▶ [Text block]:
++++++++++++++++++++

Oahu was wonderful, but it is but one of the multitude of flavors among the eight islands of Hawaii. Eager for a taste of another island, I hopped a flight to the green Kauai, which for all of its accolades, also happens to be a renowned destination for shave ice.

Just what is this shave ice? Exactly like it sounds: a block of clear water ice, shaved into soft fluffy frozen snow with a wince-inducing sharp blade, then doused with intense fruit syrup that makes the stuff bleed sticky colored dye onto your hands and face. On a hot Hawaiian afternoon, it delivers on all fronts: cold, sweet, hydrating.

Now, I traveled to Kauai because I longed to see Kauai, but would I ever fly to another island just for some sugary snowball? Yes. Yes, I would.

Always listen to the locals, and about ten different people told me that the BEST shave ice of all was to be had at Ono Family Restaurant in the small town of Kapaa. Ono means delicious in Hawaiian, so I thought it a good sign and head over with my friend Kamika.

++++++++++++++++++++

▶ [Excerpted data]:
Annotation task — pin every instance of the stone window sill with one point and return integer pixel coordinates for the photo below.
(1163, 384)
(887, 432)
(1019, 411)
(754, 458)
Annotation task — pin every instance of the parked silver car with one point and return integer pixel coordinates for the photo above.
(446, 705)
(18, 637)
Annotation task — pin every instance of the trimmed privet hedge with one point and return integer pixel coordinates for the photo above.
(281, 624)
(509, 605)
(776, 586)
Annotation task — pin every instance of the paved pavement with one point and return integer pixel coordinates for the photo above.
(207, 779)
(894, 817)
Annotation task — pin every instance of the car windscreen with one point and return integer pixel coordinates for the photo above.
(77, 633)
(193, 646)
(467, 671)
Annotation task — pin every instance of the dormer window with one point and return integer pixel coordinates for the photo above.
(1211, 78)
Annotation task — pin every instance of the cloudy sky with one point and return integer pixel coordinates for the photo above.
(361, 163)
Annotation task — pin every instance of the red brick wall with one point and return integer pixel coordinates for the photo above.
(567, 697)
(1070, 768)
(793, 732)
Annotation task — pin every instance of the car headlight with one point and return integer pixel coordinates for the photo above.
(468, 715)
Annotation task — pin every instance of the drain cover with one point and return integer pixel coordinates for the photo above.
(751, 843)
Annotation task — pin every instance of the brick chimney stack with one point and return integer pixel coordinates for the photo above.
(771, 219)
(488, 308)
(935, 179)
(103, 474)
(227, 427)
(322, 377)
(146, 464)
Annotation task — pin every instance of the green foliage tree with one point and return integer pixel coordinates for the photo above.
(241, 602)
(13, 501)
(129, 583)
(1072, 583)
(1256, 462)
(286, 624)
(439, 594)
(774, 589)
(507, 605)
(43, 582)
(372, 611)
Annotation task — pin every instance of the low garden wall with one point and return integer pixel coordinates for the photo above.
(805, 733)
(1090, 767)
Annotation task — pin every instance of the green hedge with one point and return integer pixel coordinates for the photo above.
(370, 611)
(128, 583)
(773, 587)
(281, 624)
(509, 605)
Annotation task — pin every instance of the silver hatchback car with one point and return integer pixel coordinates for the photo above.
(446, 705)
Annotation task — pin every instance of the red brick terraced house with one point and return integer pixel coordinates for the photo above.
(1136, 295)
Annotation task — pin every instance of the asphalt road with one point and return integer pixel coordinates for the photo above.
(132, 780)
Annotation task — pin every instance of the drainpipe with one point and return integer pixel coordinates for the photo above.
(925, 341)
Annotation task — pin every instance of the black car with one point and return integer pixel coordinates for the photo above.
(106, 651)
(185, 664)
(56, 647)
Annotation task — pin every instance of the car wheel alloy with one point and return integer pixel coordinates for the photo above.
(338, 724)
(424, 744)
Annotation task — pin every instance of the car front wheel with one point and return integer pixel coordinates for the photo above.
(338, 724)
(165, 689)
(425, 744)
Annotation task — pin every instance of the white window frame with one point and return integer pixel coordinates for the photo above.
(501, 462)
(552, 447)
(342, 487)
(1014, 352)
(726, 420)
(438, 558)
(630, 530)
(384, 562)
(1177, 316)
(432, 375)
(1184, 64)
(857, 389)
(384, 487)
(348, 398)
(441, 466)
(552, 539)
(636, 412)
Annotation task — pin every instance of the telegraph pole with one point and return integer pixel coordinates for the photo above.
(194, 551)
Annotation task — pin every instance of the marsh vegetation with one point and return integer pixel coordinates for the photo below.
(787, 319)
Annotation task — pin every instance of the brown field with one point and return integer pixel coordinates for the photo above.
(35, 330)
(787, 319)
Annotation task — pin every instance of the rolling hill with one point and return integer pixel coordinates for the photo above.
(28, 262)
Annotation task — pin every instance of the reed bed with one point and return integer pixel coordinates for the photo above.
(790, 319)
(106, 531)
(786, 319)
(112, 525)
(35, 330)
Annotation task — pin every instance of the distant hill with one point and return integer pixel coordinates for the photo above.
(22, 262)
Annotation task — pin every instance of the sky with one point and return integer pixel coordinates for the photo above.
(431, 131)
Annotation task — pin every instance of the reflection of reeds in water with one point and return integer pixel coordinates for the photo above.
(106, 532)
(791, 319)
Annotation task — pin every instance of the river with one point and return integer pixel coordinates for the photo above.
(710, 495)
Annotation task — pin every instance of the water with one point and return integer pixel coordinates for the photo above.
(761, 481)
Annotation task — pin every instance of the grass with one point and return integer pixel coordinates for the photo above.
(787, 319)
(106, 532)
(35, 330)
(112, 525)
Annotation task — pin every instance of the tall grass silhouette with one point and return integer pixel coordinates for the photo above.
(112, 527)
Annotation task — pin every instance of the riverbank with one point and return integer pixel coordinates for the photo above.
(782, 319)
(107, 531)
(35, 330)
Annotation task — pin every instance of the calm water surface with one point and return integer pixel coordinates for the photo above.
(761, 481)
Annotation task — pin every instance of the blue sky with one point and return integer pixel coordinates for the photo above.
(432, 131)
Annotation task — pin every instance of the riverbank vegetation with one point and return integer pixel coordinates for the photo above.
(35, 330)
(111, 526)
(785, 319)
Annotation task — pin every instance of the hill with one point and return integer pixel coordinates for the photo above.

++++++++++++++++++++

▶ [Your tasks]:
(A) Retype the stretch of the shave ice passage from "Just what is" through "Yes, I would.".
(B) According to the shave ice passage, what does "Ono" mean in Hawaiian?
(C) List the qualities the shave ice passage says shave ice delivers on a hot Hawaiian afternoon.

▶ [Per-task answers]:
(A)
Just what is this shave ice? Exactly like it sounds: a block of clear water ice, shaved into soft fluffy frozen snow with a wince-inducing sharp blade, then doused with intense fruit syrup that makes the stuff bleed sticky colored dye onto your hands and face. On a hot Hawaiian afternoon, it delivers on all fronts: cold, sweet, hydrating.

Now, I traveled to Kauai because I longed to see Kauai, but would I ever fly to another island just for some sugary snowball? Yes. Yes, I would.

(B) Delicious.

(C) Cold, sweet, hydrating.